TASK
Swap "Locate" for "Find" in the items running from the line with "Q: Locate the ceiling" up to and including the line with "[455, 80, 500, 128]", leaving everything else unchanged. Return only those lines.

(Entries from an annotation dataset)
######
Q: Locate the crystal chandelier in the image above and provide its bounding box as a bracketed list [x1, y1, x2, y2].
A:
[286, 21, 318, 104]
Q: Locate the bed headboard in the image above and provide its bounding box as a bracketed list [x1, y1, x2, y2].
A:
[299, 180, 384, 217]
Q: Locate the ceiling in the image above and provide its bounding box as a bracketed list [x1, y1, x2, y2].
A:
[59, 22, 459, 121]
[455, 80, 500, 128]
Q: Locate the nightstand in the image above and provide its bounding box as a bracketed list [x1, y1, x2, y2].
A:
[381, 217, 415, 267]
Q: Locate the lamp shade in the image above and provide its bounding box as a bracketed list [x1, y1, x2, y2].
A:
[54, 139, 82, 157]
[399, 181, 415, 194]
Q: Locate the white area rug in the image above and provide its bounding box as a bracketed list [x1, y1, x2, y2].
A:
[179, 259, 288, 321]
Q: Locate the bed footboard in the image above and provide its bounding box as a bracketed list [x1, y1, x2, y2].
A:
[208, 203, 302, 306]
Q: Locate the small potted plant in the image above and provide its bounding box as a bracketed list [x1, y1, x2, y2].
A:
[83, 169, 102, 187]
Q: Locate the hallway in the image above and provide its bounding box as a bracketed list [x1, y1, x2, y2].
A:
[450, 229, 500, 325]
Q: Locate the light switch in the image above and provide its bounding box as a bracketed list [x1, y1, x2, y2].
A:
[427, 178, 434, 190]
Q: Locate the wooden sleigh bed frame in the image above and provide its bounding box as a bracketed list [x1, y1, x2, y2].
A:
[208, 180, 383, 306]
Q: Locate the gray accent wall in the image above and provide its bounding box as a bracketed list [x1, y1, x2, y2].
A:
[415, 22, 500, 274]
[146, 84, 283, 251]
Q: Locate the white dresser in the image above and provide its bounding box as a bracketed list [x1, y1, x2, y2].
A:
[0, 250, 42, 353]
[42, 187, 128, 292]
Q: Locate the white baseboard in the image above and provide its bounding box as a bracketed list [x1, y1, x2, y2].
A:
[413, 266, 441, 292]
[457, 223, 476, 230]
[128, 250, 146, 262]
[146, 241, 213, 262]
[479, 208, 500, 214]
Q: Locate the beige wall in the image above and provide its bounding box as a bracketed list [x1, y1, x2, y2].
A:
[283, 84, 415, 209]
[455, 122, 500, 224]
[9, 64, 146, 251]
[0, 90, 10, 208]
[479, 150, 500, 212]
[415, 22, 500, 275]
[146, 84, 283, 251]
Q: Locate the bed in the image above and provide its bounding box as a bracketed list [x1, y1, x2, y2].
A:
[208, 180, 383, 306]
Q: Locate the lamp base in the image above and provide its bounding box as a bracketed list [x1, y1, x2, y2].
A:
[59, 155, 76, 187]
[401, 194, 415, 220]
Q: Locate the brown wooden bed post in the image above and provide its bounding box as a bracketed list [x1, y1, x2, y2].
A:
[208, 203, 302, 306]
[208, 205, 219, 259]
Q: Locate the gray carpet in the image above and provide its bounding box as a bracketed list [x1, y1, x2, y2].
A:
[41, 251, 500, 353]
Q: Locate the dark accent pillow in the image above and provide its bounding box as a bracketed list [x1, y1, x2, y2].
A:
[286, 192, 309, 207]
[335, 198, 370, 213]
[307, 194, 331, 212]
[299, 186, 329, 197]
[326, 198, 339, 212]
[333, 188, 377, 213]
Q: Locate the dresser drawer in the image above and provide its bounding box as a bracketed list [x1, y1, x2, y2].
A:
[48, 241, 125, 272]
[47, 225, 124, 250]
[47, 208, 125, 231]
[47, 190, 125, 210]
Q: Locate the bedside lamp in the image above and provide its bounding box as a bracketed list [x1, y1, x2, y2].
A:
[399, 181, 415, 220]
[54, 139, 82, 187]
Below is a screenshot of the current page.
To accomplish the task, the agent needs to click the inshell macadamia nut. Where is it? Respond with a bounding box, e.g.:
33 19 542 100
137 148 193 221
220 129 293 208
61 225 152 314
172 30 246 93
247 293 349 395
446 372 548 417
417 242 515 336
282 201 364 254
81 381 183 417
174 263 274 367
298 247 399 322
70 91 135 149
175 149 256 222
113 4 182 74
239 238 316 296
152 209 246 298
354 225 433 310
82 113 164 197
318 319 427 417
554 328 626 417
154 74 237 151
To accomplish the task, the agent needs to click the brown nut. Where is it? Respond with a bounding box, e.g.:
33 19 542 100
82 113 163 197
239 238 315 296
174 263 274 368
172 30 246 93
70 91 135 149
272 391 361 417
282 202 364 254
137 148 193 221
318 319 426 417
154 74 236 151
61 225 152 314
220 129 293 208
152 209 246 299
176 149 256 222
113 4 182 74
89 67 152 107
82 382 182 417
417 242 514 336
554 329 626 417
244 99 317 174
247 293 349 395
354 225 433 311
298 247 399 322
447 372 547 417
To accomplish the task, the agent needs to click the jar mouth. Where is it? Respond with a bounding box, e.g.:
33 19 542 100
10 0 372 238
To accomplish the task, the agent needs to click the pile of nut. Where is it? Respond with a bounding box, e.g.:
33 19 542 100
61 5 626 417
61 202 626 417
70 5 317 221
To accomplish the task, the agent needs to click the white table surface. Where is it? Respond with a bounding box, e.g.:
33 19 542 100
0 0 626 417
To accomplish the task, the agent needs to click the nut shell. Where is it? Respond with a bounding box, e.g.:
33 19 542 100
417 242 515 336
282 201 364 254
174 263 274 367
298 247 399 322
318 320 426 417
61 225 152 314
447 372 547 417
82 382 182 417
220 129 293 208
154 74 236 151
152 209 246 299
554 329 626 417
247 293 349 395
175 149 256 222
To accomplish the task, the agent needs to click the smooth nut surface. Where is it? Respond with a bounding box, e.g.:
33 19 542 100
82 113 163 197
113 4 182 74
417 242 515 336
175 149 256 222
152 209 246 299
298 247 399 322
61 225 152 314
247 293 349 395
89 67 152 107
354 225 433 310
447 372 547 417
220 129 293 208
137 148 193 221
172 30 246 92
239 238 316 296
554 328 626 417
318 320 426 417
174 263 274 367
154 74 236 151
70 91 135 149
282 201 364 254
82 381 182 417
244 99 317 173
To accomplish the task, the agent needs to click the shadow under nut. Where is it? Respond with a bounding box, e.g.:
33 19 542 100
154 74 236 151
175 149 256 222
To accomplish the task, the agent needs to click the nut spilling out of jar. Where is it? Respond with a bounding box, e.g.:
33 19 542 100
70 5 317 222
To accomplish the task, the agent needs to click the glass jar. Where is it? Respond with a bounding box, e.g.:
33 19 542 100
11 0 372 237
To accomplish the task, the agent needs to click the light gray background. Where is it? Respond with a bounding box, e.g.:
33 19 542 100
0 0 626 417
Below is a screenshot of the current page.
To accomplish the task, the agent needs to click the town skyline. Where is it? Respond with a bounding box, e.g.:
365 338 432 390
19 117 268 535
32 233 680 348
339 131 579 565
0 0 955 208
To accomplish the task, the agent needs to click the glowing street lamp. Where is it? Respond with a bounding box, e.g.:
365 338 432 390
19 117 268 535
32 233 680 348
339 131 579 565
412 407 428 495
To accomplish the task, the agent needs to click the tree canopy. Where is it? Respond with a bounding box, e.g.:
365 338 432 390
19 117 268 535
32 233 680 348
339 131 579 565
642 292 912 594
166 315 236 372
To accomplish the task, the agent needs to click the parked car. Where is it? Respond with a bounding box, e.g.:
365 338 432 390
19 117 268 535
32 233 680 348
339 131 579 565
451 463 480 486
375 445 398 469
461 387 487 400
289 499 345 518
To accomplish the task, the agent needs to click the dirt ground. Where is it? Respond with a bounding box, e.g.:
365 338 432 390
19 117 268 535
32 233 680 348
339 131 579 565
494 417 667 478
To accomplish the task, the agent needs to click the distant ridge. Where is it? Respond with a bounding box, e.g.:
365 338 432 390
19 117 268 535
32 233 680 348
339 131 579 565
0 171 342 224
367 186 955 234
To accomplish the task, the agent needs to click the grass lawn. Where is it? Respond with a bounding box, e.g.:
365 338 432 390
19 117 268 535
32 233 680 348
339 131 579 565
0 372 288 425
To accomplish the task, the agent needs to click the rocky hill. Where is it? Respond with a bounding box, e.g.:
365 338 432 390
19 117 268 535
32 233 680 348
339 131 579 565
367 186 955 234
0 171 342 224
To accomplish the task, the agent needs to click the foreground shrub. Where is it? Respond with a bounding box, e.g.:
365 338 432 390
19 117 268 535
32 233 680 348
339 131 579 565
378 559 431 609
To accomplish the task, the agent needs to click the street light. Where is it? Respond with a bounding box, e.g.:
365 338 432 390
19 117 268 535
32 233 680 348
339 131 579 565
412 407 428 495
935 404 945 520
######
SOLUTION FOR THIS EXERCISE
Q: Find the ceiling in the image above and provide its bounding box as a bracketed list [x1, y1, x2, y2].
A:
[59, 22, 459, 121]
[455, 80, 500, 128]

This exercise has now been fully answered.